Schreib die Zeilen unten Wort für Wort ab und lass die Bilder dabei weg.

##### DATENZEILEN

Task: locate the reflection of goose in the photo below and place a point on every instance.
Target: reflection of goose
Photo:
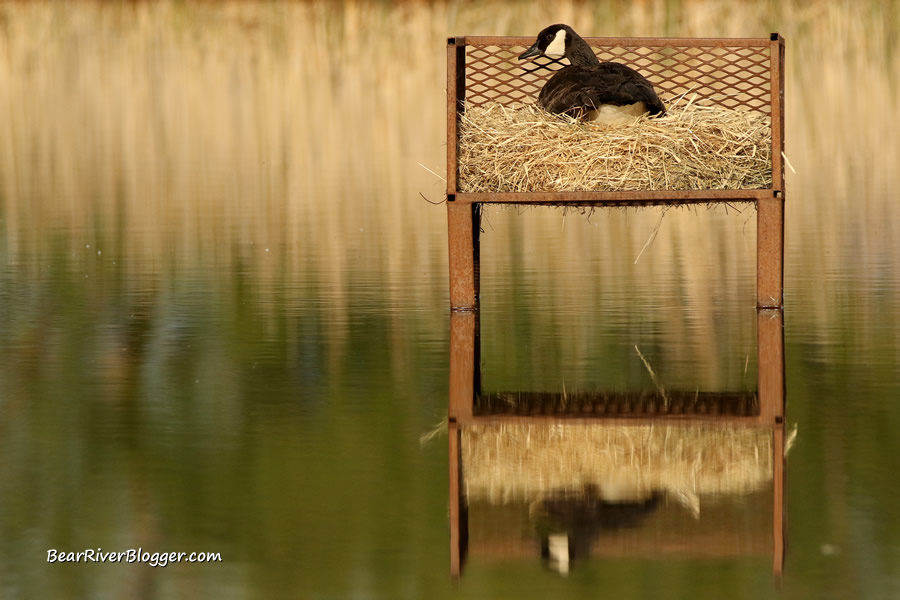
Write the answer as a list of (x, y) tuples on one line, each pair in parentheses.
[(574, 521), (587, 88)]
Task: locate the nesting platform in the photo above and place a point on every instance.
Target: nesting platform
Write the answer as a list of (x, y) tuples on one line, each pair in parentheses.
[(731, 74)]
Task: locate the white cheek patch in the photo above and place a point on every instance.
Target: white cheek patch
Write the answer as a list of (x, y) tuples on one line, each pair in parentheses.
[(557, 47)]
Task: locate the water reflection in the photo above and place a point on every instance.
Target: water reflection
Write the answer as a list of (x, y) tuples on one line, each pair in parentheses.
[(563, 478)]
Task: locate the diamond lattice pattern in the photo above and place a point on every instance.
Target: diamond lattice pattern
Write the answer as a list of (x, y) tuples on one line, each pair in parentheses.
[(733, 77)]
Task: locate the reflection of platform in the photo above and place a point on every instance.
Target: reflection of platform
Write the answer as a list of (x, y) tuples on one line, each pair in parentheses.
[(737, 427)]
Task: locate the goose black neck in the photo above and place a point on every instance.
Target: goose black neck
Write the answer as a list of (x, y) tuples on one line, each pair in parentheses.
[(579, 52)]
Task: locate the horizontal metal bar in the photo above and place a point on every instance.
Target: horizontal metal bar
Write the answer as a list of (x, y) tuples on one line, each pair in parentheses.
[(636, 42), (691, 419), (647, 197)]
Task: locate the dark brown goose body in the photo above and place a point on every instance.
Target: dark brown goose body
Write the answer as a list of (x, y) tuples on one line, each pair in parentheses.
[(577, 91), (587, 88)]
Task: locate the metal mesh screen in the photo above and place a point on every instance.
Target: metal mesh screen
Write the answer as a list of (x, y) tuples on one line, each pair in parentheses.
[(736, 77)]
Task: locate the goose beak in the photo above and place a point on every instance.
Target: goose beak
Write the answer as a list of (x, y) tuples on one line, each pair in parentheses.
[(533, 51)]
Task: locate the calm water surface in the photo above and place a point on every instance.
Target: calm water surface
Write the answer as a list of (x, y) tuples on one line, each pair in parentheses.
[(225, 326), (224, 406)]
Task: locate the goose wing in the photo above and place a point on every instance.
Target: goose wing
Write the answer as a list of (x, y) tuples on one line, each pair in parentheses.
[(573, 90)]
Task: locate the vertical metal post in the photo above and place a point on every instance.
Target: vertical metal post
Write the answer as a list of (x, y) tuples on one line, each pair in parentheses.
[(770, 211), (463, 365), (463, 220), (770, 251), (770, 361)]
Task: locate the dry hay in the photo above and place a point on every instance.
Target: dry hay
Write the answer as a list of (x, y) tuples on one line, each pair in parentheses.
[(508, 463), (522, 148)]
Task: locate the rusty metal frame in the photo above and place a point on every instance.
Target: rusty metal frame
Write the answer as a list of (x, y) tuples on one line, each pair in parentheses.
[(462, 208), (465, 388)]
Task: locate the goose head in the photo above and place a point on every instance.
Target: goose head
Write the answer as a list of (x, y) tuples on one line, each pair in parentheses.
[(559, 41), (552, 41)]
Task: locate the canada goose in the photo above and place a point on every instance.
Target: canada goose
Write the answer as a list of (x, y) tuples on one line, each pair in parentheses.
[(588, 89)]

##########

FERTIGE ANTWORT -
Task: locate the reflection of goose in the photo below and place a point on every instance.
Target: reflection of goose
Photo:
Write the answer as a list of (x, y) tuples on one line, each pair in parentheses.
[(574, 521), (587, 88)]
Task: locate the nesting platform in the photo above and place a point on every instance.
Target: nesting platform
Write the answer as a list of (x, y) tuples on one line, each pair in parentheses.
[(731, 74)]
Task: locate the white cheek patch in the photo above and place a point on every instance.
Target: white cheek patch
Write the answer as a list of (x, y) tuples on one line, each pair in parentheses.
[(557, 47)]
Task: locate the water reflection in the photo above and place a point on every instance.
Target: water reflection
Write the answer as a list of (x, y) tuples on one line, each pair in parentheses.
[(563, 478)]
Task: locate the diamond lattice pattern in the photo above and place a point on every instance.
Target: diamond lattice pattern
Write the answer as a list of (x, y) tuples on one line, each pair in parentheses.
[(733, 77)]
Task: locate the reflection of platform in the photo above and place a point on every instance.
Target: reflection of platform
Write the answer as a list of (x, y) tuples on one line, each pair in parentheses.
[(737, 427)]
Task: locate the goose black neck in the photo above and place a point on every instance.
Target: goose black neck
Write the answer as a list of (x, y) tuples on one line, each pair in parentheses.
[(579, 52)]
Task: locate the horizontal metal bar in the photo above and place a point on every instance.
Target: horizontal metal bar
Write the answer as a list of (x, y) tuples on one line, each pair in parentheses.
[(636, 42), (691, 419), (647, 197)]
Task: locate the dark brown goose body in the photo above and place a point on every instance.
Target: dark brown goose body
Write the answer as a list of (x, y) tuples on one line, each pair in parentheses.
[(577, 91), (587, 88)]
Task: locate the metal mesh screen in the photo above and place a point on every instance.
Target: metal mesh screen
Write the answer as a list of (x, y) tuples on one line, each pair in parentheses.
[(736, 77)]
Task: locate the goose beak in the photo above and place a point on every instance.
Target: goose beak
Write the answer as a list of (x, y) tuples on one line, each pair in parentheses.
[(533, 51)]
Task: locate the calm water surface in the photo above and place a point on every instance.
Target: calm water surface
Write the answer as a list of (x, y) tuples on one line, each pair in parentheses.
[(225, 326), (224, 406)]
Task: locate the goose wing in the photo above and place a point on every instance.
Target: goose wing
Write the answer as a list of (x, y) tuples on one line, each pair in parentheses.
[(573, 90)]
Task: locate the vertical metal post in the photo above and place a point on every instance.
Target: vertical metal post
Write the answer as a list of (x, y) tuples on one line, each pair in parentheses.
[(770, 211), (463, 365), (463, 220), (770, 251), (770, 361)]
Task: locate the dry hay in the photo above and place a point on every instance.
Target: dry hay
Write the answer as a list of (x, y) tuples on one line, each pair in parentheses.
[(508, 463), (522, 148)]
Task: locate the rusty metal frame in the photo above and place a point on every instance.
Target: rusty metal frame
Write the answer as a list of (x, y) tuples on one line, each pair in parentheses.
[(462, 208), (465, 388)]
Task: locate the goose head in the photo above and place a point on every instance.
Target: goose head
Write the answer as a list of (x, y) tuples on one line, each pair in parentheses.
[(559, 41), (552, 41)]
Task: locate the canada goose in the photo above and place a point on every instance.
Target: canada goose
Write the answer as a list of (x, y) tuples on one line, each pair in parentheses.
[(588, 89)]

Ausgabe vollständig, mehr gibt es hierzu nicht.